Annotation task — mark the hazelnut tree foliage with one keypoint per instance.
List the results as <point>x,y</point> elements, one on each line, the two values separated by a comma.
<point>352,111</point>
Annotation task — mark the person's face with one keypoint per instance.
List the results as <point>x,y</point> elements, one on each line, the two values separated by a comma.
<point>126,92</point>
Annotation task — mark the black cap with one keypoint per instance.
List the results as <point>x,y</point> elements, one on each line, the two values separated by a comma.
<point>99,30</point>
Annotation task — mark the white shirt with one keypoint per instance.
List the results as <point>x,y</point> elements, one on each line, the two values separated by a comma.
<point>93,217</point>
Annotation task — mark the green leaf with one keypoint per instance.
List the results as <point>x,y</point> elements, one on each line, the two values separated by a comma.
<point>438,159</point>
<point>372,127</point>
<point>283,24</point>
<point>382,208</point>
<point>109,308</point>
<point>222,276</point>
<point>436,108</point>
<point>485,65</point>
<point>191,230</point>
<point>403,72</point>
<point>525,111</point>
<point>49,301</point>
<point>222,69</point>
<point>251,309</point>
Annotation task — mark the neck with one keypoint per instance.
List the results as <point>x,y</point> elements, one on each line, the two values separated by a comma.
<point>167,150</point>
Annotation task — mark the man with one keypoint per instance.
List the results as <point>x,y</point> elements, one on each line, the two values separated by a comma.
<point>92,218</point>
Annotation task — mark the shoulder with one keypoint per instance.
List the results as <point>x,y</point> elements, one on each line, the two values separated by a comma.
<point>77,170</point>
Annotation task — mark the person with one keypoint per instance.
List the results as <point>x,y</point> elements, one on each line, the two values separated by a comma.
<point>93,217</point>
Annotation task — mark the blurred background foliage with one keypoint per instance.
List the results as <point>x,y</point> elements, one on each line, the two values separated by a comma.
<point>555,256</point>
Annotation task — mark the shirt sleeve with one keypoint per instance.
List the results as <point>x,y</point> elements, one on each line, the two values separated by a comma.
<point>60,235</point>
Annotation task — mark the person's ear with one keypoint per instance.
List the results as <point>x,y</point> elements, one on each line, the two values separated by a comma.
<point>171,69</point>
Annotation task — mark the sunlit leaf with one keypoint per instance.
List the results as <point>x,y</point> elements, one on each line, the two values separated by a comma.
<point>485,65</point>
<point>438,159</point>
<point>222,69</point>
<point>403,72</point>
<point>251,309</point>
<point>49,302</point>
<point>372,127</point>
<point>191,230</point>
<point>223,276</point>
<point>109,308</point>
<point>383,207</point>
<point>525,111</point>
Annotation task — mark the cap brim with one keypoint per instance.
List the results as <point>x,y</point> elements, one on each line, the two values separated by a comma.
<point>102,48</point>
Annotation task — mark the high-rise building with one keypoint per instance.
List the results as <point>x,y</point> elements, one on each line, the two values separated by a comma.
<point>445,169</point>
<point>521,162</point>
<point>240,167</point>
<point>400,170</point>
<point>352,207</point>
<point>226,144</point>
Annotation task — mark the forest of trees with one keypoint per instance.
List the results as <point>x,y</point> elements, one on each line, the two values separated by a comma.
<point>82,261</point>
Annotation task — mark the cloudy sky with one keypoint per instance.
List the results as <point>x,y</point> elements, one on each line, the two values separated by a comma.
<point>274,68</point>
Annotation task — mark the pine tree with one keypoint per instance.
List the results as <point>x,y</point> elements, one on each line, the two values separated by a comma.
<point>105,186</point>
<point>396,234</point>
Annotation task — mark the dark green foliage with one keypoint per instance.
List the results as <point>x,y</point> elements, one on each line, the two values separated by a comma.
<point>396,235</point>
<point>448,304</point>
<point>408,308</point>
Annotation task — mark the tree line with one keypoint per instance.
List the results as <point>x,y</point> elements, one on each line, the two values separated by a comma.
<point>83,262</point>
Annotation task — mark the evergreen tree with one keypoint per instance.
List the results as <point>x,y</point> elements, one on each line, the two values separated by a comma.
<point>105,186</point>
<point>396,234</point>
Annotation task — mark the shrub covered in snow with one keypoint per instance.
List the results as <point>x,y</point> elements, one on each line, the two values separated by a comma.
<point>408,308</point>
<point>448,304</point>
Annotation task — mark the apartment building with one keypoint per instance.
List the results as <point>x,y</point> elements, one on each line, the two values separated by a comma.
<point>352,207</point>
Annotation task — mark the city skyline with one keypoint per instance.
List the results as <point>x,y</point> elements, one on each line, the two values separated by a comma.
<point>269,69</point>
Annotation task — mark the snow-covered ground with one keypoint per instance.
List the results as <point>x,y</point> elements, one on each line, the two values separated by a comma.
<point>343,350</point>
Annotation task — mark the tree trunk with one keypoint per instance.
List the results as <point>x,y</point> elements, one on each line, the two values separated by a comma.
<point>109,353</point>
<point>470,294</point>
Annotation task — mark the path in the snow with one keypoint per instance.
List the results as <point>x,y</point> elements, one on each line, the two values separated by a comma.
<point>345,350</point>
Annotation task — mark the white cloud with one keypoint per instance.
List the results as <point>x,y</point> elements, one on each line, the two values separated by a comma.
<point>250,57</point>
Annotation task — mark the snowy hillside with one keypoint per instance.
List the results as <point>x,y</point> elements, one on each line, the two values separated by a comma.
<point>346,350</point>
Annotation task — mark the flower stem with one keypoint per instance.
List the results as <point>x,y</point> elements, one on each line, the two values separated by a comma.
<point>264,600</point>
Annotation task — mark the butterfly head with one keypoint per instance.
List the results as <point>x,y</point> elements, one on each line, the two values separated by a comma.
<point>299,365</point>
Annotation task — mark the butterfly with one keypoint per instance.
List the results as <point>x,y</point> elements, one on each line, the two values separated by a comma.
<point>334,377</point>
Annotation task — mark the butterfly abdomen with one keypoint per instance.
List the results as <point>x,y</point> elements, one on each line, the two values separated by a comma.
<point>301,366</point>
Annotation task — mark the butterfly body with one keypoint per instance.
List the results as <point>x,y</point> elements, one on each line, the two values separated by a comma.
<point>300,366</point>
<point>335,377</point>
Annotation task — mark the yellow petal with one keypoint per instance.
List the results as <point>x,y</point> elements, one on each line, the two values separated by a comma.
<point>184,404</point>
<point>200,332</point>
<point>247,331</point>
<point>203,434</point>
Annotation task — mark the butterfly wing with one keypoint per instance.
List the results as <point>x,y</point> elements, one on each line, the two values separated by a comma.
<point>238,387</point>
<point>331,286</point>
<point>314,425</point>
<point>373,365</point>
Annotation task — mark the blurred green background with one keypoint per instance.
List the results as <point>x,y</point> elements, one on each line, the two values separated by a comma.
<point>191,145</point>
⁂
**REQUIREMENTS:** Write out all the rows above again, switching every "keypoint" to "marker" and leaving everything else unchanged.

**RESULT OF THE TASK:**
Annotation task — mark the hazelnut tree foliage with one marker per instance.
List the results as <point>x,y</point> elements, one on each line, the two values separated by a comma.
<point>352,111</point>
Annotation task — mark the person's face with one marker per instance.
List the results as <point>x,y</point> elements, one on each line, the two values separated by a comma.
<point>126,92</point>
Annotation task — mark the black cap with one marker per instance.
List the results as <point>x,y</point> elements, one on each line, the two values separated by a comma.
<point>99,30</point>
Annotation task — mark the white shirt with one marker per instance.
List the results as <point>x,y</point> elements, one on each line, the two values separated by a comma.
<point>93,217</point>
Annotation task — mark the green leaf with one marker per instance.
List the results as <point>x,y</point> elements, one on each line, the two values separated by a comma.
<point>438,159</point>
<point>372,127</point>
<point>283,24</point>
<point>382,208</point>
<point>109,308</point>
<point>222,276</point>
<point>436,108</point>
<point>485,65</point>
<point>191,230</point>
<point>403,72</point>
<point>525,111</point>
<point>49,301</point>
<point>222,69</point>
<point>251,309</point>
Annotation task — mark the neck with one marker per instance.
List the results as <point>x,y</point> elements, one on each line, the two values separated by a comma.
<point>167,150</point>
Annotation task — mark the man with one marker per instance.
List the results as <point>x,y</point> elements, one on each line, the two values separated by a comma.
<point>92,218</point>
Annotation task — mark the shoulder with one marker per instance.
List the results as <point>x,y</point> elements, one on each line, the two values separated by a comma.
<point>77,170</point>
Annotation task — mark the person with one marker per instance.
List the results as <point>x,y</point> elements, one on each line, the two values separated by a comma.
<point>93,217</point>
Annotation task — mark the blurred background foliage with one marker per instance.
List the results as <point>x,y</point> elements, one on each line, the two values separated by a comma.
<point>555,256</point>
Annotation task — mark the shirt sleeve with one marker per instance.
List the results as <point>x,y</point> elements, one on each line, the two values separated by a comma.
<point>60,235</point>
Annotation task — mark the person's ear with one marker per instance.
List the results as <point>x,y</point> elements, one on each line, the two values separated by a comma.
<point>171,69</point>
Annotation task — mark the sunlit leaf with one marker per instance.
List the results as <point>x,y</point> elements, one on each line, the two values separated by a comma.
<point>485,65</point>
<point>438,159</point>
<point>222,69</point>
<point>403,72</point>
<point>251,309</point>
<point>49,302</point>
<point>372,127</point>
<point>191,230</point>
<point>223,276</point>
<point>109,308</point>
<point>383,207</point>
<point>525,111</point>
Annotation task — mark the cap brim with one marker per instance.
List the results as <point>x,y</point> elements, one on each line, the two values separated by a comma.
<point>102,48</point>
Annotation task — mark the high-rise building with one marker per instance.
List the results as <point>x,y</point> elements, one on each line, the two values separated by a comma.
<point>445,169</point>
<point>521,162</point>
<point>240,167</point>
<point>400,170</point>
<point>352,207</point>
<point>226,144</point>
Annotation task — mark the forest of trees with one marker per instance.
List the results as <point>x,y</point> elements, one on each line, the two values separated by a comma.
<point>82,261</point>
Annotation task — mark the cloudy sky with one marker per instance.
List the results as <point>x,y</point> elements, one on each line, the two values separated by a comma.
<point>274,68</point>
Annotation task — mark the pine tree with one marker per instance.
List the results as <point>x,y</point> elements, one on each line, the two values separated by a comma.
<point>105,186</point>
<point>396,234</point>
Annotation task — mark the dark green foliage with one marker per instance.
List the results as <point>x,y</point> elements, one on each line, the two values separated by a comma.
<point>396,235</point>
<point>448,304</point>
<point>408,308</point>
Annotation task — mark the tree line with one marker per instance.
List the results as <point>x,y</point> elements, one on each line, the two values separated by a comma.
<point>83,262</point>
Annotation task — mark the evergreen tree with one marker per instance.
List the results as <point>x,y</point> elements, one on each line, the two values separated by a comma.
<point>105,186</point>
<point>396,234</point>
Annotation task — mark the shrub covered in snow with one marker per instance.
List the results as <point>x,y</point> elements, one on each line, the two values separated by a comma.
<point>408,308</point>
<point>448,304</point>
Annotation task — mark the apartment building with one marker per instance.
List the results as <point>x,y</point> elements, one on each line, the two values separated by a comma.
<point>352,207</point>
Annotation task — mark the city skyline with one marker per instance.
List the results as <point>x,y</point> elements, one on each line, the two values separated by a comma.
<point>269,69</point>
Annotation task — mark the snow-covered ground with one marker per instance.
List the results as <point>x,y</point> elements, one on each line, the two values separated by a comma.
<point>343,350</point>
Annotation task — mark the tree trunk with one marker per instance.
List the results as <point>x,y</point> elements, one on each line, the two values separated by a comma.
<point>109,353</point>
<point>470,294</point>
Annotation task — mark the path in the snow with one marker per instance.
List the results as <point>x,y</point> elements, one on each line, the two values separated by a comma.
<point>345,350</point>
Annotation task — mark the white cloud with one marker per instance.
List the results as <point>x,y</point> elements, one on each line, the two values separated by a comma.
<point>250,57</point>
Annotation task — mark the snowy hillside with one marker per instance.
List the results as <point>x,y</point> elements, one on each line, the two values separated by a comma.
<point>346,350</point>
Annotation task — mark the flower stem with one marker per instance.
List the results as <point>x,y</point> elements, one on each line, the two values separated by a comma.
<point>264,600</point>
Annotation task — mark the butterfly head with one marker per instance.
List the results as <point>x,y</point> elements, one on each line, the two values separated by a comma.
<point>299,365</point>
Annotation task — mark the butterfly with one marker per instance.
List the results as <point>x,y</point> elements, one on each line, the two values separated by a comma.
<point>334,377</point>
Annotation task — mark the butterfly abdomen with one marker per instance.
List the results as <point>x,y</point> elements, one on each line, the two values separated by a comma.
<point>301,366</point>
Annotation task — mark the butterfly body with one marker per instance.
List the results as <point>x,y</point> elements, one on each line, the two values separated by a comma.
<point>300,366</point>
<point>335,377</point>
Annotation task — mark the yellow petal with one marker per instance.
List the results as <point>x,y</point> elements, one on each line, the two values separated by a comma.
<point>184,404</point>
<point>200,332</point>
<point>247,331</point>
<point>203,434</point>
Annotation task — mark the butterfly wing with one marker per instance.
List the results as <point>x,y</point> elements, one on each line, the two values separated by a comma.
<point>238,387</point>
<point>331,286</point>
<point>314,425</point>
<point>373,365</point>
Annotation task — mark the blurred green background with one marker per instance.
List the results as <point>x,y</point> elements, one on each line, the two values separated by a comma.
<point>191,145</point>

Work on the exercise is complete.